__Teks Bacaan__:
________________

Ini dimaksudkan agar tidak terjadi ketimpangan di lapangan dalam proses distribusi ekonomi yang berbasis kerakyatan dan menyasar semua warga negara.
“Skema ekonomi yang inklusif, menunjukkan Indonesia mampu memberi ruang yang sama bagi siapapun, termasuk didalamnya warga disabilitas untuk terlibat langsung, dan tidak hanya jadi penonton dalam pembangunan negara. Mereka juga bisa hadir di berbagai sektor kerja yang dibutuhkan oleh industri dengan tetap menyesuaikan kemampuan serta kualifikasi keahlian yang dibutuhkan.” ujar Angkie (08/09).
Angkie menegaskan, konsep ekonomi inklusif merupakan bagian dari penerjemahan UU No.8 tahun 2016 tentang penyandang disabilitas yang diikuti oleh peraturan turunannya yang menekankan hal penyandang disabilitas adalah mendapat pekerjaan dan jaminan perlindungan sosial.

________________

__Materi yang Ditampilkan__:
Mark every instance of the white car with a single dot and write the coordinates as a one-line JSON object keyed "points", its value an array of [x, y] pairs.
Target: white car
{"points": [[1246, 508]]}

________________

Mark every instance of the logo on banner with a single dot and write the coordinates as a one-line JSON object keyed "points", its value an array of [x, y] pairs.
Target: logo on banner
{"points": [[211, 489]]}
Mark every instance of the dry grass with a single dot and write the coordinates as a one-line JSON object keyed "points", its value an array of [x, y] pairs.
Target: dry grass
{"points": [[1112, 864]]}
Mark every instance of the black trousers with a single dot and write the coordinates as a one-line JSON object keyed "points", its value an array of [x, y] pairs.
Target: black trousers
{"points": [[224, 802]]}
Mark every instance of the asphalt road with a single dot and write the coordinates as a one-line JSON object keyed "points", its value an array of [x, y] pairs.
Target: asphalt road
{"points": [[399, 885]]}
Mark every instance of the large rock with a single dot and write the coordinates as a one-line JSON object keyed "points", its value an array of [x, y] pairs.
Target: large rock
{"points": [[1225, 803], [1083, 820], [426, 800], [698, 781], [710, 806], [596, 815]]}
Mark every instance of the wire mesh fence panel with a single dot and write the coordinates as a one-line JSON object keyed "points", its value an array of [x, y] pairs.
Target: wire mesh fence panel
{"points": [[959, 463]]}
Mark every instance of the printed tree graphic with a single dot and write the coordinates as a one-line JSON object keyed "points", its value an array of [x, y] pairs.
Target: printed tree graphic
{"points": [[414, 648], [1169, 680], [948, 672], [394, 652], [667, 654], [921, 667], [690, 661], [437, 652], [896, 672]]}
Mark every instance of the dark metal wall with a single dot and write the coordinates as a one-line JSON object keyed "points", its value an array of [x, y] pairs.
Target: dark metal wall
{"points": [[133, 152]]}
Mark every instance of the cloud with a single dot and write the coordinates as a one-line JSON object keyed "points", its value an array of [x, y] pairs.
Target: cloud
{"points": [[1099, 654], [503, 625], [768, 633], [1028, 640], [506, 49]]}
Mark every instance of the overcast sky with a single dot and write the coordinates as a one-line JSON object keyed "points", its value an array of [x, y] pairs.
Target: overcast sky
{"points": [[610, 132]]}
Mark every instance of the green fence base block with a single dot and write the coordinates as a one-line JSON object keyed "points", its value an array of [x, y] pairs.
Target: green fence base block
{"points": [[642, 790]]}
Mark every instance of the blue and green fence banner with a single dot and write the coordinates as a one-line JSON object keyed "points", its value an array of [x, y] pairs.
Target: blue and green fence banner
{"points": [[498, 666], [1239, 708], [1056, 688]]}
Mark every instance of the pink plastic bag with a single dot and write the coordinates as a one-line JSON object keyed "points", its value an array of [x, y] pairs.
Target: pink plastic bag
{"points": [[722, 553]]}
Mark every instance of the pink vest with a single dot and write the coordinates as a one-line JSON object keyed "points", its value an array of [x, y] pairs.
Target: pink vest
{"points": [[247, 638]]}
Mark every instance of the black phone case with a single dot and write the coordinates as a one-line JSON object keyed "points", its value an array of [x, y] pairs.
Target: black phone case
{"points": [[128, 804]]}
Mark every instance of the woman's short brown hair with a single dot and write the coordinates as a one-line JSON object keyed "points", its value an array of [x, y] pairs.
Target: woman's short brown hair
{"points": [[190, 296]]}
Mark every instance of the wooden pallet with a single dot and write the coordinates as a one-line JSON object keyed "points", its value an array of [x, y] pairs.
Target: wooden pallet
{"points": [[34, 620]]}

________________

__Petunjuk Tugas__:
Lanjutkan teks tentang ekonomi inklusif bagi penyandang disabilitas, dimulai dari kalimat sesudah kalimat terakhirnya.

__Jawaban Latihan__:
“Jaminan perlindungan sosial ketenagakerjaan diberikan sebagai pengaman dasar dari hak penyandang disabilitas, dalam rangka proteksi terhadap risiko ekonomi yang bisa saja dialami selama bekerja,” tambah Angkie saat mengikuti diskusi panel bersama Kementerian Ketenagakerjaan, BPJS Ketenagakerjaan di Movenpick Hotel dan Resort, Jimbaran, Bali.
Diskusi Panel bertajuk The 1ST International Conference on Manpower and Suistainable Development (IMSIDE), transformation of manpower in the changin world of work ini merupakan bagian dari side event G20 yang khusus membahas jaminan sosial ketenagakerjaan bagi penyandang disabilitas.
Empat isu prioritas yang menjadi topik pembicaraan adalah pasar tenaga kerja inklusif dan pekerjaan layak untuk penyandang disabilitas, penciptaan lapangan pekerjaan yang berkelanjutan, perkembangan kapasitas sumber daya manusia untuk pertumbuhan porduktifitas yang berkelanjutan, serta jaminan sosial ketenagakerjaan.
Staf Khusus Presiden juga mengapresiasi langkah Kementerian Ketenagakerjaan dan BPJS Ketenagakerjaan yang sangat memerhatikan warga disabilitas, agar mereka tidak hanya mendapat pekerjaan namun juga mengupayakan perlindungan jaminan sosial ketenagakerjaan sebagai mitigasi risiko yang dihadapi saat bekerja.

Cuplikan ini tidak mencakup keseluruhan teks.